▶ Quoted text
· · ·

Suiyang Liao a, Zhi Luo a, Jonas Bastian Metternich b, Renato Zenobi b and Francesco Stellacci *ac
aInstitute of Materials, École Polytechnique Fédérale de Lausanne, Station 12, 1015 Lausanne, Switzerland. E-mail: francesco.stellacci@epfl.ch
bDepartment of Chemistry and Applied Biosciences, ETH Zurich, CH-8093, Zurich, Switzerland
cInterfaculty Bioengineering Institute, École Polytechnique Fédérale de Lausanne, Station 12, 1015 Lausanne, Switzerland

Received 6th July 2020 , Accepted 2nd November 2020

First published on 4th November 2020


Abstract

In this work we show that it is possible to use MALDI-TOF as a tool to quantify the atomic composition and to describe the phase segragation of the surface of ligand-coated, bimetallic AuAg nanoparticles. Our investigation shows that AuAg nanoparticles of various compositions exhibit core–shell heterogeneity with surface enrichment of Ag. A Monte-Carlo type simulation demonstrates that the surface Au and Ag atoms arrange in a random fashion.

· · ·

▶ Data provided
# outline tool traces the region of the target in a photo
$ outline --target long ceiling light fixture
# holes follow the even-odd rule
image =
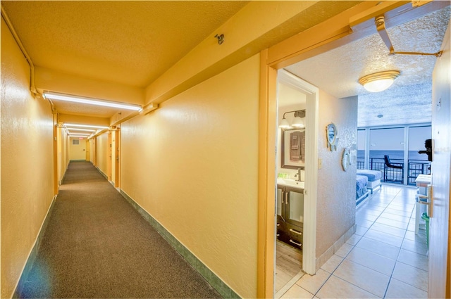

· · ·

▶ To-do list
1. In the nanoparticle article, what kind of heterogeneity do the AuAg nanoparticles of various compositions show?
2. Copy the nanoparticle article word for word from "In this work" up to and including "a random fashion.".
You won't need the listing for this.

▶ Solutions in order
1. Core–shell heterogeneity, with surface enrichment of Ag.

2.
In this work we show that it is possible to use MALDI-TOF as a tool to quantify the atomic composition and to describe the phase segragation of the surface of ligand-coated, bimetallic AuAg nanoparticles. Our investigation shows that AuAg nanoparticles of various compositions exhibit core–shell heterogeneity with surface enrichment of Ag. A Monte-Carlo type simulation demonstrates that the surface Au and Ag atoms arrange in a random fashion.